╭─ Given text

Despite hope for effective vaccines, there may never be silver bullet for COVID-19, warns WHO

"For now, stopping outbreaks comes down to the basics of public health and disease control," read an official statement by WHO Director-General Tedros Adhanom Ghebreyesus.

Despite hope for effective vaccines, there may never be silver bullet for COVID-19, warns WHO

The World Health Organization (WHO) on Monday warned that despite hope for "effective vaccines" for the coronavirus, there might never be a silver bullet for the COVID-19. 

"A number of vaccines are now in phase three clinical trials and we all hope to have a number of effective vaccines that can help prevent people from infection. However, there’s no silver bullet at the moment and there might never be. For now, stopping outbreaks comes down to the basics of public health and disease control," read an official statement by WHO Director-General Tedros Adhanom Ghebreyesus.

Globally, 18,102,671 people have been infected with the disease and 689,625 have died, according to a John Hopkins, with the US, Brazil and India being the worst three hit.

The WHO Director-General and WHO emergencies head Mike Ryan urged all nations to rigorously enforce health measures such as mask-wearing, social distancing, hand-washing and testing. "The message to people and governments is clear: `Do it all`," said Tedros from the UN body`s headquarters in Geneva. 

"For now, stopping outbreaks comes down to the basics of public health and disease control. Testing, isolating and treating patients, and tracing and quarantining their contacts. Do it all. Inform, empower and listen to communities. Do it all. For individuals, it’s about keeping physical distance, wearing a mask, cleaning hands regularly and coughing safely away from others. Do it all," he said.

╰─

• Tasks to perform
1: Decide whether each statement below agrees with the article on the WHO's COVID-19 warning. For each of (a), (b) and (c), answer yes or no and quote the words from the article that decide it.

(a) According to the statement, several vaccines have reached phase three clinical trials.
(b) Tedros spoke from the UN body's headquarters in New York.
(c) Mike Ryan is identified as the WHO emergencies head.
2: Reproduce the passage of the article on the WHO's COVID-19 warning that starts at "The World Health" and ends at "for the COVID-19.".
3: Continue the article on the WHO's COVID-19 warning from the point where it stops.

╭─ Dataset extract

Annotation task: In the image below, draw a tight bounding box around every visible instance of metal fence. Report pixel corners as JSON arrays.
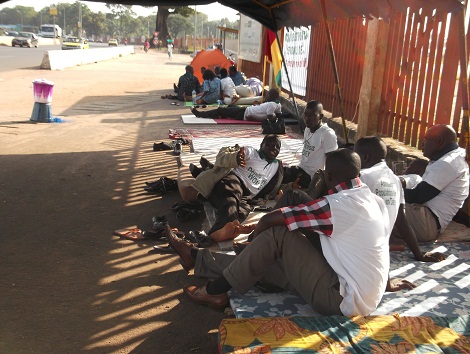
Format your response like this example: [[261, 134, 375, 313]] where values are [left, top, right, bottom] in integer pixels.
[[239, 5, 469, 147]]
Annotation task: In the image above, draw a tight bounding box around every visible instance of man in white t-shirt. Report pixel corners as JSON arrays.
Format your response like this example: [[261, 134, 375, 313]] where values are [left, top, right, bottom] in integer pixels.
[[192, 134, 283, 241], [283, 101, 338, 188], [174, 149, 390, 316], [220, 68, 238, 104], [354, 136, 446, 264], [191, 89, 282, 122], [392, 124, 469, 242]]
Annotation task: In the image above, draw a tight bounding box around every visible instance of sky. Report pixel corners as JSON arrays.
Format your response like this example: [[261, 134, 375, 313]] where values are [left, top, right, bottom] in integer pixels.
[[0, 0, 238, 22]]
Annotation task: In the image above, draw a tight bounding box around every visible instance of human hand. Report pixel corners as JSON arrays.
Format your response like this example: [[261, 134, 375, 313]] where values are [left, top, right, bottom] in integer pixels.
[[237, 146, 246, 167], [292, 178, 302, 189], [385, 278, 416, 292], [418, 252, 447, 262]]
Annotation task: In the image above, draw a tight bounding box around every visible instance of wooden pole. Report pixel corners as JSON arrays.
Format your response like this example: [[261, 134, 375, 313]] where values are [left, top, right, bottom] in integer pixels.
[[320, 0, 349, 144]]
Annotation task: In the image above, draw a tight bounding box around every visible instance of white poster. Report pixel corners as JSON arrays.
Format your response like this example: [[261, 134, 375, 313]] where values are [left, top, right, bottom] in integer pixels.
[[238, 15, 263, 63], [282, 26, 311, 96]]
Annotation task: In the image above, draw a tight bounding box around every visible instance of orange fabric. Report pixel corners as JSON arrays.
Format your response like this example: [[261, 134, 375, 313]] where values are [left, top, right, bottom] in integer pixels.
[[191, 49, 231, 82]]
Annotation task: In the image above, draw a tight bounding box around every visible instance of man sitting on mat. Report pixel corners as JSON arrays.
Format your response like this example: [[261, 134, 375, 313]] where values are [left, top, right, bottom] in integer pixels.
[[173, 65, 201, 101], [392, 124, 469, 242], [166, 149, 390, 316], [191, 88, 281, 122]]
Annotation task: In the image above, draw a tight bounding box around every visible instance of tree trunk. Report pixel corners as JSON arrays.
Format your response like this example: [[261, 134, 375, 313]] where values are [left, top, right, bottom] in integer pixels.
[[152, 6, 170, 47]]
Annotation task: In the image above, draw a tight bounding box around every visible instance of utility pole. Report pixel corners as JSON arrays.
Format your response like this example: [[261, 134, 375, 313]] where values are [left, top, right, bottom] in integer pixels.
[[78, 1, 83, 38], [194, 5, 197, 56]]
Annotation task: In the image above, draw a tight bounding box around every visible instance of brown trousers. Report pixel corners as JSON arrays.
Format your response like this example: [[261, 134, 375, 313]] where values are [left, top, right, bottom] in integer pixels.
[[391, 204, 440, 242]]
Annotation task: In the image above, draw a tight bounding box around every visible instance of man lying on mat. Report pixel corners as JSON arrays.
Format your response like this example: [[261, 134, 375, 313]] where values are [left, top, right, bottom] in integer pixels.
[[192, 134, 283, 242], [191, 89, 281, 122]]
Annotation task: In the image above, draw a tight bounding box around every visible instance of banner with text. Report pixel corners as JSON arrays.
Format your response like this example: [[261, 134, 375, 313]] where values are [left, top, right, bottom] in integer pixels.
[[282, 26, 311, 96], [238, 15, 263, 63]]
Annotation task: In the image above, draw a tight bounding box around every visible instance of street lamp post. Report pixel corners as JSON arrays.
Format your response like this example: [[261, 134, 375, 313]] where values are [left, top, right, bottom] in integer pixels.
[[194, 5, 197, 56], [16, 9, 23, 31]]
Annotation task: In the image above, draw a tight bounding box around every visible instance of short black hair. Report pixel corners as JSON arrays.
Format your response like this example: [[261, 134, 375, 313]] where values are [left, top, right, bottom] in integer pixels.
[[354, 136, 387, 161], [325, 148, 361, 181], [219, 68, 228, 79]]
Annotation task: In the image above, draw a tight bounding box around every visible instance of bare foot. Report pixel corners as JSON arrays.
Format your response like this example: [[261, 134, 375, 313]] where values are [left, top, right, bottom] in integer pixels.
[[389, 243, 406, 252], [209, 220, 240, 242], [210, 220, 256, 242]]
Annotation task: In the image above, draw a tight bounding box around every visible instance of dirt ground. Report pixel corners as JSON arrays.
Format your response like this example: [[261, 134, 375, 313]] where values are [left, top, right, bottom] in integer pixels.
[[0, 48, 225, 354]]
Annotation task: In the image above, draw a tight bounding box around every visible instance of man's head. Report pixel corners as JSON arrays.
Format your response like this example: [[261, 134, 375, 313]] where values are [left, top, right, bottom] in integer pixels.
[[304, 101, 323, 132], [220, 68, 228, 79], [266, 88, 279, 102], [403, 158, 428, 176], [325, 148, 361, 189], [202, 69, 215, 80], [260, 134, 281, 161], [423, 124, 457, 158], [354, 136, 387, 168]]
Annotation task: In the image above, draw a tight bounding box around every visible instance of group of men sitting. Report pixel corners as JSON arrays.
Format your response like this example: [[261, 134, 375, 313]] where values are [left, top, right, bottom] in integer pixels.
[[166, 101, 469, 316], [173, 65, 262, 105]]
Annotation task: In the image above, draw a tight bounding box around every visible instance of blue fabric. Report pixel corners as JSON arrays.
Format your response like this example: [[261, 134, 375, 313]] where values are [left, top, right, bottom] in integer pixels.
[[202, 77, 220, 104]]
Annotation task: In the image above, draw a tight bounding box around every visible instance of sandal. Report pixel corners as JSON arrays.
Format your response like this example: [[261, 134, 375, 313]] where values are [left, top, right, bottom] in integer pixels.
[[176, 208, 202, 221], [170, 202, 204, 213], [188, 231, 212, 248], [114, 226, 145, 241], [144, 177, 178, 194]]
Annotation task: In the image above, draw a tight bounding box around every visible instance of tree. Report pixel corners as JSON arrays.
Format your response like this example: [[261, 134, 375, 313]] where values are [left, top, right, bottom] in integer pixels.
[[106, 4, 135, 37], [168, 15, 194, 38], [155, 6, 194, 42]]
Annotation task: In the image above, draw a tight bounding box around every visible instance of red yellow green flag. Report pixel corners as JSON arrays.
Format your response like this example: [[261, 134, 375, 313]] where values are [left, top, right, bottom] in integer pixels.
[[264, 29, 282, 88]]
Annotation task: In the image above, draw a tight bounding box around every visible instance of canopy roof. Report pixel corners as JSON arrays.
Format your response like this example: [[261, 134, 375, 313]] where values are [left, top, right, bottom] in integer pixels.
[[5, 0, 463, 30]]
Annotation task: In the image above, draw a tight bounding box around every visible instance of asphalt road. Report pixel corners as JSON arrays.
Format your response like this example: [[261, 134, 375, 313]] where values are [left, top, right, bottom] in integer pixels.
[[0, 43, 123, 72]]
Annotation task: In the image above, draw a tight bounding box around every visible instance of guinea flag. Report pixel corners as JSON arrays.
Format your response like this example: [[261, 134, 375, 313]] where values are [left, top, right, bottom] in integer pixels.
[[264, 29, 282, 88]]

╰─

• Answers given
1:
(a) Yes: "A number of vaccines are now in phase three clinical trials"
(b) No: "headquarters in Geneva"
(c) Yes: "WHO emergencies head Mike Ryan"

2:
The World Health Organization (WHO) on Monday warned that despite hope for "effective vaccines" for the coronavirus, there might never be a silver bullet for the COVID-19.

3:
"And when it’s under control, keep going! Keep strengthening the health system. Keep improving surveillance, contact tracing and ensure disrupted health services are restarted as quickly as possible. Keep safeguards and monitoring in place, because lifting restrictions too quickly can lead to a resurgence. Keep investing in the workforce and communicating and engaging communities. We have seen around the world, that it’s never too late to turn this pandemic around. If we act together today, we can save lives, we can save livelihoods if we do it all together," read his statement.

Speaking on the WHO team that travelled to China, the statement read, "The WHO advance team that travelled to China has now concluded their mission to lay the groundwork for further joint efforts to identify the virus origins. As a result of these efforts, WHO and Chinese experts have drafted the Terms of Reference for the studies and programme of work for an international team, led by WHO. The international team will include leading scientists and researchers from China and around the world. Epidemiological studies will begin in Wuhan to identify the potential source of infection of the early cases. Evidence and hypotheses generated through this work will lay the ground for further, longer-term studies.